Objetivo: ¿Puedes reproducir sin ningún cambio las líneas de los ítems de abajo que van desde la que contiene "Could you locate the stone" hasta el final de los ítems, ambos extremos incluidos?

Material proporcionado:

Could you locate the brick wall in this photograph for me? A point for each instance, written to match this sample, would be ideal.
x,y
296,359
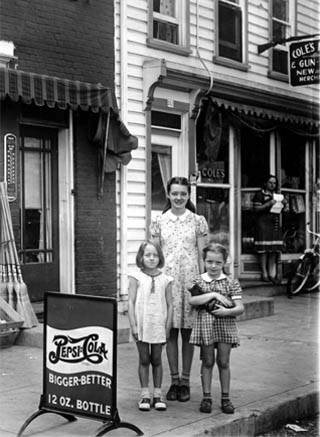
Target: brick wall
x,y
74,39
95,233
64,38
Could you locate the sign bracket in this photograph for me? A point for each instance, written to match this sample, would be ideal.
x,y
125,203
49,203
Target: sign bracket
x,y
115,424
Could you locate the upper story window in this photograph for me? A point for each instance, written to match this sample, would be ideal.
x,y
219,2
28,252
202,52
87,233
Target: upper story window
x,y
281,28
169,25
231,31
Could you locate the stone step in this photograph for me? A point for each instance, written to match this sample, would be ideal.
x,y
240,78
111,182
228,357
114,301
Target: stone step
x,y
254,307
262,289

Resultado:
Could you locate the stone step in this photograph for me? A point for each instance, written to match this sample, would be ideal.
x,y
240,78
111,182
228,357
114,301
Target: stone step
x,y
254,307
262,289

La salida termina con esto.